(READING PASSAGE)
Lifelong Dewey

Reading through every Dewey Decimal section.

Tag: biography

739: Faberge’s Eggs by Tony Faber


739.2092: Faber, Tony. Faberge’s Eggs: The Extraordinary Story of the Masterpieces That Outlived an Empire. New York: Random House, 2008. 241 pp. ISBN 978-1-58836-707-5.

Dewey Breakdown:

  • 700: Fine Arts and Recreation
  • 730: Plastic arts and sculpture
  • 739: Art metalwork
  • 739.2: Works in precious metals
  • 739.2092: Biography and special persons

Eggs are very plain things. But when Russian jeweler Carl Gustavovitch Faberge realized a design around them, they turned into the most sought-after pieces in modern art history. Tony Faber’s Faberge’s Eggs is not only a look into the history of the bejeweled eggs, but also a history of Russia proper. From Czar Nicholas II’s coronation in 1894 to his abdication in 1917, the eggs chronicle the czar’s relationships with his mother, his wife, his children, and his country.

Faberge’s workshop, over the course of its lifetime in Moscow, produced 69 beautifully jeweled eggs, but only 50 are considered imperial eggs. These are the pieces ordered by the czar to be given at first from Czar Alexander II to his wife Maria Fedorovna each Easter. Upon Alexander’s death, Nicholas continued the tradition, first giving them just to his mother and then to both his mother and his wife. Each egg presented had special meaning and a special name, starting with the Jeweled Hen Egg (1885) and ending with the sadly unfinished and unpresented Constellation Egg (1917). Faber not only follows the creation and presentation of each egg, but also the saga of their respective ownerships to the present day.

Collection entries

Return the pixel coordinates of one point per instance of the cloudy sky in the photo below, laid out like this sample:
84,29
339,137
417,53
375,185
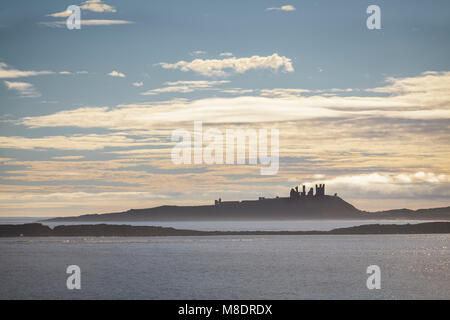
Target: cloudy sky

(CHALLENGE A) According to the review of Faberge's Eggs, how many jeweled eggs did Faberge's workshop produce?
(CHALLENGE B) Shorten the paragraph of the Faberge's Eggs review that begins "Eggs are very plain things," keeping its main facts.
(CHALLENGE C) Carry on the review of Faberge's Eggs from its last sentence.

(WRITTEN ANSWER A) 69

(WRITTEN ANSWER B) Russian jeweler Carl Gustavovitch Faberge turned plain eggs into some of the most sought-after pieces in modern art history. Tony Faber's Faberge's Eggs covers both the history of these jeweled eggs and the history of Russia. From Czar Nicholas II's coronation in 1894 to his abdication in 1917, the eggs trace his relationships with his mother, wife, children, and country.

(WRITTEN ANSWER C)
There are times when Faber’s writing gets bogged down with names, places, dates, and politics, but they are few and far between. Luckily, several helpful appendices are added on, including an extended royal family tree, a condensed chronology of the eggs, and a basic Russian term glossary. A few lovely color pictures in the middle of the book highlight the beauty of the eggs, and overall, this was a very pleasant read.

350: Three Victorian Women Who Changed Their World by Nancy Boyd


350.420922: Boyd, Nancy. Three Victorian Women Who Changed Their World: Josephine Butler, Octavia Hill, Florence Nightingale. Oxford, UK: Oxford University Press, 1982. 251 pp. ISBN 0-19-520271-6.

Dewey Breakdown:

  • 300: Social Sciences
  • 350: Public administration and military science
  • 350.42: Public administration in England and Wales
  • +0922: Biographies of collected persons

Somehow in all my reading across myriad subjects, I seem to have never come across the fact that Florence Nightingale was British. In fact, she was born to British parents in Florence (hence her name). Nightingale, along with Octavia Hill and Josephine Butler, were instrumental in rise of feminism in Victorian England. Nancy Boyd’s Three Victorian Women Who Changed Their World chronicles the lives, efforts, and legacy of these three to show that Victorian England was not as backward and stodgy and folks tend to think.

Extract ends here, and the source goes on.